(Written request a):
Could you rewrite the rows in the stretch from "One marker belongs on each instance of the turquoise" through "[(1117, 252), (1111, 118)]", with "marker" replaced by "dot" and nothing else changed, leaving the pictures out?

Michael Chui: And you’re studying there but you now also are a predoctoral fellow at Stanford’s Center for International Security and [Cooperation], right? Where are you physically right now?

Jeffrey Ding: I’m physically back home at my parents’ place in Iowa City but remotely doing this fellowship at Stanford.

Michael Chui: You started writing this newsletter based on the translation work that you had done. And then you had a bit of a seminal paper in 2018, right? In many ways, it busts some myths that are out there about China and AI. And so maybe we talk about some of those. I think it’d be interesting. I think there’s one—and this also came up in your foreign affairs paper as well—this idea that “data’s the new oil. China has the most people in the world, therefore they have the most data.”

Jeffrey Ding: I think there’s a lot to deconstruct from that “data is the new oil” myth. The first is that data is always application-specific. Having the most mobile phone users does not translate to autonomous vehicle applications. When we talk about who has the most data, it always has to be application-specific.

And that speaks to a broader point with regards to AI as a general-purpose technology: at least for people like me who study AI and politics, we often just throw around “AI” like it’s a magic word. But the different application scenarios for AI, whether it’s smart manufacturing or transportation or natural language processing, all of those will have different data needs and demands.

(Provided records):
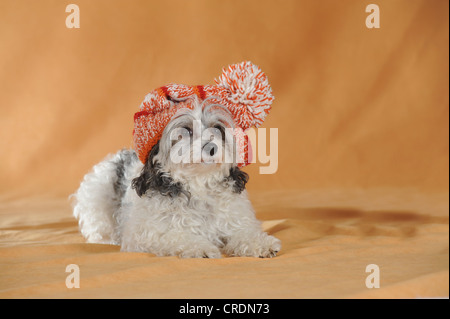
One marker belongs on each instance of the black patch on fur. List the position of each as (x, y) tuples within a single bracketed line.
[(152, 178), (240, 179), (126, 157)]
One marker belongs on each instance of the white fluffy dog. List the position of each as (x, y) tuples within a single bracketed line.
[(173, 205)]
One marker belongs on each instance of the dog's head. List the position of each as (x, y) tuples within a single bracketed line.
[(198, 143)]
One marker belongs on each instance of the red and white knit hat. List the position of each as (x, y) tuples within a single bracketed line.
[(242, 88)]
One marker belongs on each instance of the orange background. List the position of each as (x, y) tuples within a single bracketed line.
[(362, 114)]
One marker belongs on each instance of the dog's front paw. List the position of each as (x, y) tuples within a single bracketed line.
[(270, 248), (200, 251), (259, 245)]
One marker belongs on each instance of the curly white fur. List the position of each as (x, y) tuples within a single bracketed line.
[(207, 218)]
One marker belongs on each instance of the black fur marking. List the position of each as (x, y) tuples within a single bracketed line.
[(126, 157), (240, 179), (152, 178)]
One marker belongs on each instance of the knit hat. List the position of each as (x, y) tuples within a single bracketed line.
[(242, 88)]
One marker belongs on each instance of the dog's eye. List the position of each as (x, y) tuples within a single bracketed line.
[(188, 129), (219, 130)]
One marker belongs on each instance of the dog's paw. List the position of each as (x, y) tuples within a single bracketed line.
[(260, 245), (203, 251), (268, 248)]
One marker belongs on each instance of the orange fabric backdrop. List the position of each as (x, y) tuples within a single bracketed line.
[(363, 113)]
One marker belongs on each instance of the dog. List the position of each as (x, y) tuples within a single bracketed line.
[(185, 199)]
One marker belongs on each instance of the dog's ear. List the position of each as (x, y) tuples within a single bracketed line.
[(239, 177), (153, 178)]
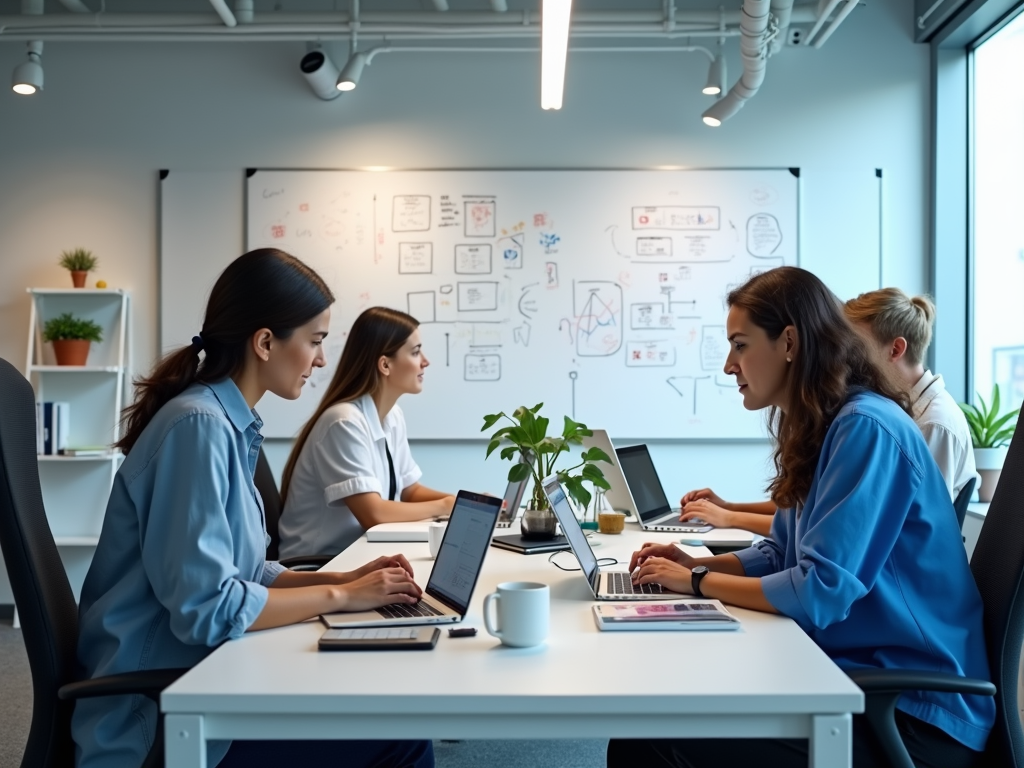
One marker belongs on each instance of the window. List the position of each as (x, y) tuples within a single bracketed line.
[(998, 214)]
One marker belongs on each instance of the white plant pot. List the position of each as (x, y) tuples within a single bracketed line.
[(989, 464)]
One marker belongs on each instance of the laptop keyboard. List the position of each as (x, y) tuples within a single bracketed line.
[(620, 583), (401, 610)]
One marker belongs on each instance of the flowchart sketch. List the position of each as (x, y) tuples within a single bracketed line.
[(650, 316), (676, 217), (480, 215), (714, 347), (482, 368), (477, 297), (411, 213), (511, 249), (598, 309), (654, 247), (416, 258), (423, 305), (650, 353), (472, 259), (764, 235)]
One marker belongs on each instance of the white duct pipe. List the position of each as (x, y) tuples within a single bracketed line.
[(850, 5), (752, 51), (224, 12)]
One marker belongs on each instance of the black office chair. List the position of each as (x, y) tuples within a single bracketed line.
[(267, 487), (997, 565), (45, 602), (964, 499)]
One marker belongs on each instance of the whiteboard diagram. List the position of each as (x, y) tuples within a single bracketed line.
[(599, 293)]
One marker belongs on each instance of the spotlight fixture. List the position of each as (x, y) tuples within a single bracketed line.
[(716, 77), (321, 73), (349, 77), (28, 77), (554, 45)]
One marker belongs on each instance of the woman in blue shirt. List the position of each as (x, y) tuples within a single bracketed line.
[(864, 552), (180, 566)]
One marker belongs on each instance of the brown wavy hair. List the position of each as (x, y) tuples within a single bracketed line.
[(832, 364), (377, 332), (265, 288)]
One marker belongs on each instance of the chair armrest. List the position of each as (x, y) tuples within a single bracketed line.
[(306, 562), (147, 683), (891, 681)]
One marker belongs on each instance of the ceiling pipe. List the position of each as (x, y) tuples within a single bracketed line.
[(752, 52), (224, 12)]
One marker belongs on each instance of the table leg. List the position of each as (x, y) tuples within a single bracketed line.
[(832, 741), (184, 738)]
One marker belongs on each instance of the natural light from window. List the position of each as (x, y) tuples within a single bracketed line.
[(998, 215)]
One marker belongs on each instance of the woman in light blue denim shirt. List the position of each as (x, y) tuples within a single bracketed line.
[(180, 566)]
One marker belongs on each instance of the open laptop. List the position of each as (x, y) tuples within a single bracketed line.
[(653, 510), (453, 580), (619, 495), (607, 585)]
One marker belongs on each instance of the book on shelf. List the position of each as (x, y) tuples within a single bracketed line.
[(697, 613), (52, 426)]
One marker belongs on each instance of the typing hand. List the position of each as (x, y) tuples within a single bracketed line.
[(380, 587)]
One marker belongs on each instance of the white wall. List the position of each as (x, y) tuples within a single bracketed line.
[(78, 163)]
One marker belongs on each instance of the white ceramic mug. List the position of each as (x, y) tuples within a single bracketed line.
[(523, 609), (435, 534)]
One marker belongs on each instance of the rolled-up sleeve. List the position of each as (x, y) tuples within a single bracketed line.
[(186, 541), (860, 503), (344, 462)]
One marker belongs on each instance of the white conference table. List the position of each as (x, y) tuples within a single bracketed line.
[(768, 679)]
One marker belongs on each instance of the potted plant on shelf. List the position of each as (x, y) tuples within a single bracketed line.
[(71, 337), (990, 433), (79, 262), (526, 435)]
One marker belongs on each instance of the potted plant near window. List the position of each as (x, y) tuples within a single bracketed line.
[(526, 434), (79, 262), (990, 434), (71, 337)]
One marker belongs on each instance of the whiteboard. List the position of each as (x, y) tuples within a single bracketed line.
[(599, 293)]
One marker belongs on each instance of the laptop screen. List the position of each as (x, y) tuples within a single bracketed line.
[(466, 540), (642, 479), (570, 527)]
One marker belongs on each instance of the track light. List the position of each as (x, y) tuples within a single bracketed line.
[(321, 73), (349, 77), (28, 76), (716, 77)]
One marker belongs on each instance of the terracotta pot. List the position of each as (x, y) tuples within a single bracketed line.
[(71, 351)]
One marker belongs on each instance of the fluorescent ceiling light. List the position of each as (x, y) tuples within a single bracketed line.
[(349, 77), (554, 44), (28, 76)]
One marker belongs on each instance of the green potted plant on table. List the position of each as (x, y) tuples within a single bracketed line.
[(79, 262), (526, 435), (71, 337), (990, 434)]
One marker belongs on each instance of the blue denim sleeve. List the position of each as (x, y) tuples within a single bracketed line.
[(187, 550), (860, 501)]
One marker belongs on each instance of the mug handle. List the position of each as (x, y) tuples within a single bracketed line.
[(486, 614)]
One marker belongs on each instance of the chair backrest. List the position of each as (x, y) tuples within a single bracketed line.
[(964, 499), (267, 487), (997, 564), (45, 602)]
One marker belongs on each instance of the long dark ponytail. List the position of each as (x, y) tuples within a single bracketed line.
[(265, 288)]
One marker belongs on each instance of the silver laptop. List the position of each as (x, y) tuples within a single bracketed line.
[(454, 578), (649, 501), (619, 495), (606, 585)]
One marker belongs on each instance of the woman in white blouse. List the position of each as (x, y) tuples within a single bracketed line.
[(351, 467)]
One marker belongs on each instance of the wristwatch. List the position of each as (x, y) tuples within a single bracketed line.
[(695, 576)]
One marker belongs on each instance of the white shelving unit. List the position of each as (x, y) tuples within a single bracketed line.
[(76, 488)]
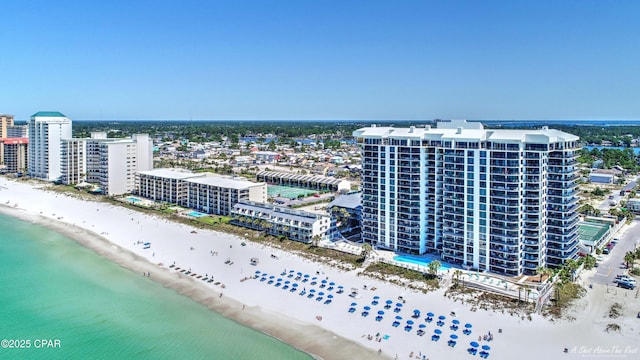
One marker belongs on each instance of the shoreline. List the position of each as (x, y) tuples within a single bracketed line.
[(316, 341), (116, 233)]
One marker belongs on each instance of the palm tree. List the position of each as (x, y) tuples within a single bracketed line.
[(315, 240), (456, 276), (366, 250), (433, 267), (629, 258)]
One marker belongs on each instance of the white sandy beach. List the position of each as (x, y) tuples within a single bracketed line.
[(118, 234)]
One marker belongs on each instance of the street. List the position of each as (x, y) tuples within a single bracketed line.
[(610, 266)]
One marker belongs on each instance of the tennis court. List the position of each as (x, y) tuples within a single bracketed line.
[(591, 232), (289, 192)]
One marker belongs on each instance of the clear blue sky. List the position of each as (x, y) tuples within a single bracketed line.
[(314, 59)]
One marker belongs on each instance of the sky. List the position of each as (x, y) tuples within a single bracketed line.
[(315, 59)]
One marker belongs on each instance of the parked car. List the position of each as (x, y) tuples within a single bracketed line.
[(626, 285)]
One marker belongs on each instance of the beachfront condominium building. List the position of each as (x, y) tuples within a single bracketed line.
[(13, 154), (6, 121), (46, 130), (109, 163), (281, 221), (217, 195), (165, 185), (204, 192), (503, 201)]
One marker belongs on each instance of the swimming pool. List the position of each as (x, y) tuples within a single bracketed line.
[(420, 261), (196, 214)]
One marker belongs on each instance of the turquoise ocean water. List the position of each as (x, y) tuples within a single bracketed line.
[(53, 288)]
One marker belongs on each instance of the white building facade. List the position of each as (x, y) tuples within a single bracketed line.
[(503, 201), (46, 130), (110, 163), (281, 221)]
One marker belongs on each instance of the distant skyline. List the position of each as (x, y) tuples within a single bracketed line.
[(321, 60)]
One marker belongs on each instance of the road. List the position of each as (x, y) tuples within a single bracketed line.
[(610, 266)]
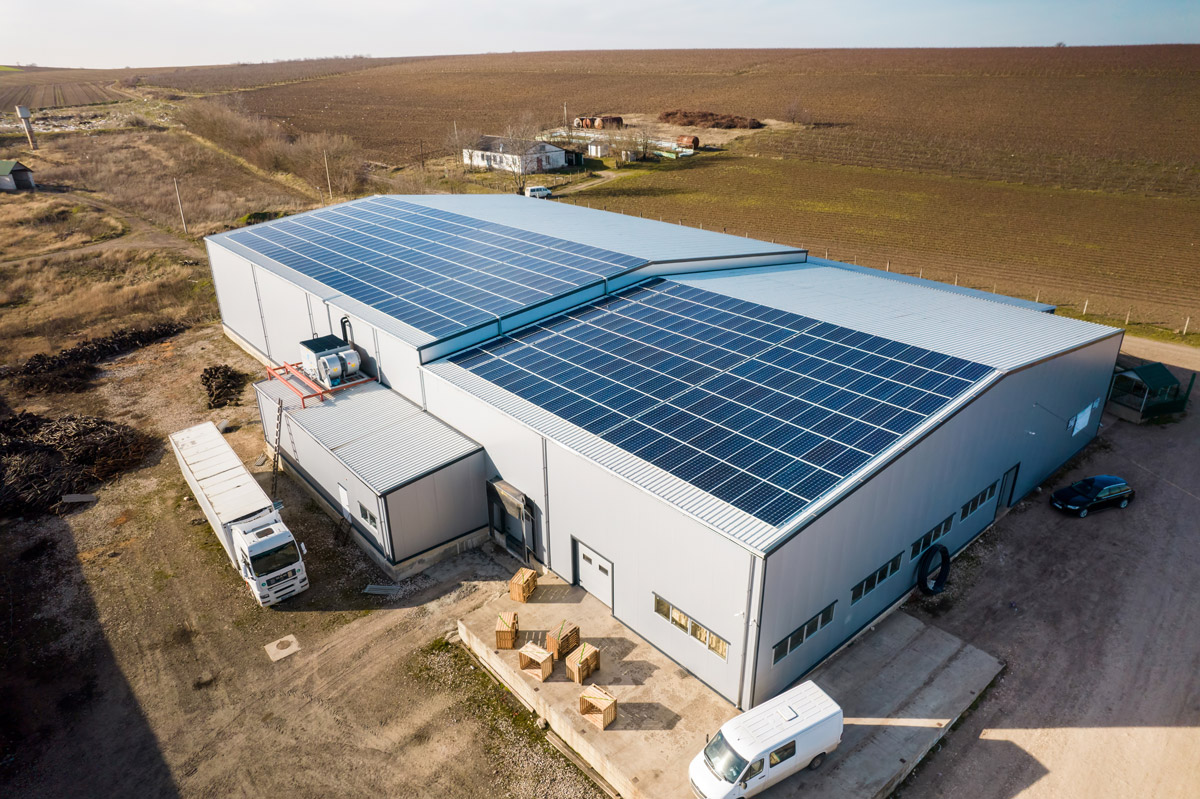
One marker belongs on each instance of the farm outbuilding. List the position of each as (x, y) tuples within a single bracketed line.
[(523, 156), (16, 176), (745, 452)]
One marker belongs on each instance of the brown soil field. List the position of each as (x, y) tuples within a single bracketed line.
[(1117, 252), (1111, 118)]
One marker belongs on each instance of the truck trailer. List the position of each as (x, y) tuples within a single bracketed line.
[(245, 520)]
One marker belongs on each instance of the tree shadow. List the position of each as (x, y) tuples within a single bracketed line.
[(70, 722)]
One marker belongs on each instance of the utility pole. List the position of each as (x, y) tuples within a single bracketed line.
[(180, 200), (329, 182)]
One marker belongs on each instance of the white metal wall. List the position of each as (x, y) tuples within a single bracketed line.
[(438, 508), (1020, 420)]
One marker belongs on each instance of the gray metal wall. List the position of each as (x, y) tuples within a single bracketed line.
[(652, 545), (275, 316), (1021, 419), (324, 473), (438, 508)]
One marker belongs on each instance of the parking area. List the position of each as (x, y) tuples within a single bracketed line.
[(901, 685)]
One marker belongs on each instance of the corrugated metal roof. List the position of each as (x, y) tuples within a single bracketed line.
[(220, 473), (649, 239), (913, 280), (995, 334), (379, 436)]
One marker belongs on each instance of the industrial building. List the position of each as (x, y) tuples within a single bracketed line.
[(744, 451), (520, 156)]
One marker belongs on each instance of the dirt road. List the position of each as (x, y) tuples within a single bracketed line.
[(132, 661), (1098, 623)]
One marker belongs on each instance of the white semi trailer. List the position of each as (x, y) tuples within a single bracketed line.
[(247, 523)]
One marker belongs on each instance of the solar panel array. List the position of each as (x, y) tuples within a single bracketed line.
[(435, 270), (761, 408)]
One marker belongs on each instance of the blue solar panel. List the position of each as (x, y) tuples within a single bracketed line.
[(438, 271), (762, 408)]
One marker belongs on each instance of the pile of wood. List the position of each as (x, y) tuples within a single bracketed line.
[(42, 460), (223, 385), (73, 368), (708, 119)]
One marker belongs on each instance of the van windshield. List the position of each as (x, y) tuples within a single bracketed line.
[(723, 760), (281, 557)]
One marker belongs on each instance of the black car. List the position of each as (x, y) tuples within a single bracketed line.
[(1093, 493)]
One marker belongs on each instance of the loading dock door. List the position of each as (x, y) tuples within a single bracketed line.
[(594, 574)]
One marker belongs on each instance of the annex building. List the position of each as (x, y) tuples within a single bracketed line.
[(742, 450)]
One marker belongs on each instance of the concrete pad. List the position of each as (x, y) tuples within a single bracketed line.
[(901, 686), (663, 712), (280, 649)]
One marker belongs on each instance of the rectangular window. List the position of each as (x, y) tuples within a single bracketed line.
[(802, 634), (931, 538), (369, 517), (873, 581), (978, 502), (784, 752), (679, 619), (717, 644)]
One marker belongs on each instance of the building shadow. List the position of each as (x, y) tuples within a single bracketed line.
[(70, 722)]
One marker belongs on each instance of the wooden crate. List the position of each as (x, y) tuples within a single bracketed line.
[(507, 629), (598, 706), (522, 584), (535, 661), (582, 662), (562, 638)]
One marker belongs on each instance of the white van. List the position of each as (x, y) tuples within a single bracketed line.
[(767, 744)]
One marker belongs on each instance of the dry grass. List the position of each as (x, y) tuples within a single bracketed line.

(Written request b):
Can you echo the interview, word for word, in the stretch from "Michael Chui: And" through "fellowship at Stanford."?

(Written reply a):
One dot belongs on each instance of the turquoise ocean water. List the position of each as (x, y) tuples within a single bracketed line.
[(53, 288)]
One dot belongs on each instance of the white building facade. List the position of each as (x, y) tuples within a single bracketed line.
[(503, 201), (46, 130), (110, 163), (281, 221)]
One dot belongs on each instance of the distant skyline. List the position of each as (x, y) tuples within a single bracketed line.
[(321, 60)]
One dot belongs on each instance of the road. List the position of each as (x, y) tuples within a single bracketed line.
[(610, 266)]
One dot belongs on each instance of the farm outbuilding. List the position of each as (x, y) tuples within a single bracketed line.
[(523, 156), (16, 176), (745, 452)]
One dot belongs on each instance of the brown soil field. List the position of each as (x, y) tuples within a single bracketed line.
[(1117, 252), (1111, 118)]

(Written reply b):
Michael Chui: And you’re studying there but you now also are a predoctoral fellow at Stanford’s Center for International Security and [Cooperation], right? Where are you physically right now?

Jeffrey Ding: I’m physically back home at my parents’ place in Iowa City but remotely doing this fellowship at Stanford.